Page extract —
——

By Samuel Payne

AGBT, Marco Island 2010

I just got back from AGBT in Marco Island, Florida and I am still in awe. As noted in the name, this conference highlights advances in both genome biology and technology. The biology seemed to be very human genome centric. Many of the talks presented full genome sequences of cancer genomes or familial cohorts. Some of the numbers that people threw around were shocking. It was only a short time ago that Craig Venter came out with the first personal genome, and now sequencing centers like Washington University in St. Louis and the Broad are talking about sequencing hundreds of human genomes in a year. I was really impressed by a talk from Wash-U where they sequenced 4 exomes for Miller’s syndrome – two normal parents and two affected children - and discovered the causative gene. They were also very honest about their efforts not being as readily successful in a variety of other Mendelian autosomal recessive traits.

One of the more interesting fallouts from all this sequencing is that everyone is submitting to dbSNP; I think that soon nearly every base will have a SNP. Unfortunately people are currently using dbSNP to filter out candidate SNPs for their study. Their logic runs something like, “If it’s in dbSNP then it must be benign.” You can easily see that with the sequencing of several hundred cancer genomes, this proposition will no longer hold. dbSNP will hold a vast array of deleterious SNPs. What it needs to transform into is not just a database of ‘Chr17:2345656 A->T’, but rather something that keeps track of frequency and phenotype. Also there was a discussion about false-discovery rates, and how to keep databases clean. Some of these studies were going to submit 18 million new SNPs, with a 10% FDR. That’s 2 million false positives :(

The technology portion of the conference was amazing. There were new instruments being rolled out by numerous companies, and they were all promising. I loved sitting and listening to the clever new set-ups. There were several single molecule sequencers which I am very excited for – because we can hopefully get past metagenomic pools and on to metagenomic genomes.

——

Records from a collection

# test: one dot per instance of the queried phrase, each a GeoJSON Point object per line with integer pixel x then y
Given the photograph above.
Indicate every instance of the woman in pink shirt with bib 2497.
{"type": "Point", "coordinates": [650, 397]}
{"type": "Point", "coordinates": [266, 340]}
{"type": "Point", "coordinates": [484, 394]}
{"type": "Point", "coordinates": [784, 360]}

——

Work order 1 —
According to the AGBT conference post, how many exomes did the Wash-U team sequence for Miller's syndrome?
Work order 2 —
Continue the AGBT conference post from where it stops.

Response box 1 —
Four: two from normal parents and two from affected children.

Response box 2 —
I was lucky to be chosen as a presenter in the Genome Informatics session on Thursday evening. There were lots of talks about RNA-seq and getting more out of your sequencing data. So I felt like a bit of an outsider not talking about sequencing. My presentation was on proteogenomics, which uses proteomic data to improve genome annotation. Then major thrust for this audience is that genome annotation is far from perfect, and proteomics evidence can reveal many novel proteins in every genome that I’ve come across. I think that as biology expands past E. coli and B. subtilis into the vastness of genome diversity, we are seeing genes that look nothing like we’ve ever imagined. Rather, as I point out in the talk, we are often NOT seeing these new genes because gene predictors fail to recognize them. I’ve attached the slides to the post for your viewing pleasure (Payne.AGBT.2010.pptx). Let me know what you think.